Your tasks:
1) Output the part of the Informatica architecture text starting with "Informatica Software Architecture" and going on through "sessions (Workflow Manager)".
2) In the Informatica architecture text, why are the client and server without the repository compared to a PC without memory or a hard disk? Answer in one to three sentences.

Text segment:
========================================================================

Friday, 28 March 2014

Informatica Software Architecture

Informatica ETL product, known as Informatica Power Center consists of 3 main components.

1. Informatica PowerCenter Client Tools:
These are the development tools installed at developer end. These tools enable a developer to

•Define transformation process, known as mapping. (Designer)
•Define run-time properties for a mapping, known as sessions (Workflow Manager)
•Monitor execution of sessions (Workflow Monitor)
•Manage repository, useful for administrators (Repository Manager)
•Report Metadata (Metadata Reporter)

2. Informatica PowerCenter Repository:
Repository is the heart of Informatica tools. Repository is a kind of data inventory where all the data related to mappings, sources, targets etc is kept. This is the place where all the metadata for your application is stored. All the client tools and Informatica Server fetch data from Repository. Informatica client and server without repository is same as a PC without memory/harddisk, which has got the ability to process data but has no data to process. This can be treated as backend of Informatica.

3. Informatica PowerCenter Server:
Server is the place, where all the executions take place. Server makes physical connections to sources/targets, fetches data, applies the transformations mentioned in the mapping and loads the data in the target system.

Informatica PowerCenter Components

Informatica PowerCenter is not just a tool but an end-to-end data processing and data integration environment. It facilitates organizations to collect, centrally process and redistribute data. It can be used just to integrate two different systems like SAP and MQ Series or to load data warehouses or Operational Data Stores (ODS).

Now Informatica PowerCenter also includes many add-on tools to report the data being processed, business rules applied and quality of data before and after processing.

To facilitate this PowerCenter is divided into different components:

PowerCenter Domain: As Informatica says “The Power Center domain is the primary unit for management and administration within PowerCenter”. Doesn’t make much sense? Right… So here is a simpler version. Power Center domain is the collection of all the servers required to support Power Center functionality. Each domain has gateway (called domain server) hosts. Whenever you want to use Power Center services you send a request to domain server. Based on request type it redirects your request to one of the Power Center services.
PowerCenter Repository: Repository is nothing but a relational database which stores all the metadata created in Power Center. Whenever you develop mapping, session, workflow, execute them or do anything meaningful (literally), entries are made in the repository.
Integration Service: Integration Service does all the real job. It extracts data from sources, processes it as per the business logic and loads data to targets.
Repository Service: Repository Service is the one that understands content of the repository, fetches data from the repository and sends it back to the requesting components (mostly client tools and integration service)
PowerCenter Client Tools: The PowerCenter Client consists of multiple tools. They are used to manage users, define sources and targets, build mappings and mapplets with the transformation logic, and create workflows to run the mapping logic. The PowerCenter Client connects to the repository through the Repository Service to fetch details. It connects to the Integration Service to start workflows. So essentially client tools are used to code and give instructions to PowerCenter servers.
PowerCenter Administration Console: This is simply a web-based administration tool you can use to administer the PowerCenter installation.

There are some more not-so-essential-to-know components discussed below:

Web Services Hub: Web Services Hub exposes PowerCenter functionality to external clients through web services.

========================================================================

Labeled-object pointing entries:
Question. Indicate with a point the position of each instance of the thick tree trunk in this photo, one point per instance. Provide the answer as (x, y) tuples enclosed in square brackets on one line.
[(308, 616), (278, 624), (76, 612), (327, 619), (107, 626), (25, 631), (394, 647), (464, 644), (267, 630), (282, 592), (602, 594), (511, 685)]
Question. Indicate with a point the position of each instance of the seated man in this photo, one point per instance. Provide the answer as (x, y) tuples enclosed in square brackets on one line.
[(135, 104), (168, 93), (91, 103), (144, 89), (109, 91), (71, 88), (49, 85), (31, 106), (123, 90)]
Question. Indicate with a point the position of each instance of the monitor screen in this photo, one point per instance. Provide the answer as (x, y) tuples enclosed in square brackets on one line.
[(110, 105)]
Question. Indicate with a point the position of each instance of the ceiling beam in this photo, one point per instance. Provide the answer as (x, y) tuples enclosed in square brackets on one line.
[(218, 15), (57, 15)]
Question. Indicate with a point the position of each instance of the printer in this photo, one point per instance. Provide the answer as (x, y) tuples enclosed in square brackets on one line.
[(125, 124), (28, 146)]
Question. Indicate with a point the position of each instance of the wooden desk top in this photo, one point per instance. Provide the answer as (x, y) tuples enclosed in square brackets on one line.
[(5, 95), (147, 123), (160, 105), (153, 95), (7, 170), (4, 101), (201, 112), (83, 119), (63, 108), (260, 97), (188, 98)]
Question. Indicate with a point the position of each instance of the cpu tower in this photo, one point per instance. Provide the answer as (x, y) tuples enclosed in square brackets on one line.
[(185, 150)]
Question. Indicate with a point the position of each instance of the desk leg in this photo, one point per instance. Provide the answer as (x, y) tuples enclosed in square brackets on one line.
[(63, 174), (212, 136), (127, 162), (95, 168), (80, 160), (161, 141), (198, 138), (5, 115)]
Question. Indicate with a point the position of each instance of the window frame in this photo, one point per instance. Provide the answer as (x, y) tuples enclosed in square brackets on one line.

========================================================================

Solutions:
1)
Informatica Software Architecture

Informatica ETL product, known as Informatica Power Center consists of 3 main components.

1. Informatica PowerCenter Client Tools:
These are the development tools installed at developer end. These tools enable a developer to

•Define transformation process, known as mapping. (Designer)
•Define run-time properties for a mapping, known as sessions (Workflow Manager)

2) The repository holds all the metadata for mappings, sources, targets and the application, and both the client tools and the Informatica Server get their data from it. Without the repository, the client and server could still process data but would have no data to process.